Given problem: Pick out every line in the items below that contains the word "range", and copy each such line in full.

Entries from a pointing dataset
==================================================
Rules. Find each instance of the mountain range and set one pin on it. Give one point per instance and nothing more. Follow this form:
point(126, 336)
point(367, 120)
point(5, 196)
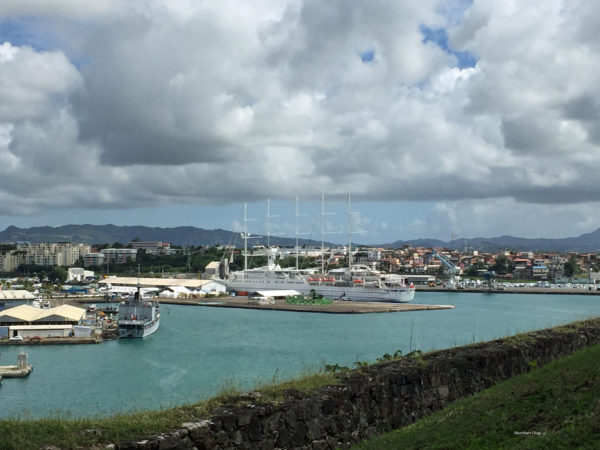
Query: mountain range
point(183, 236)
==================================================
Output for this task:
Rules. Find each instance of the mountain range and set one pin on it. Give one point per instance and nothing more. Follow this form:
Query: mountain range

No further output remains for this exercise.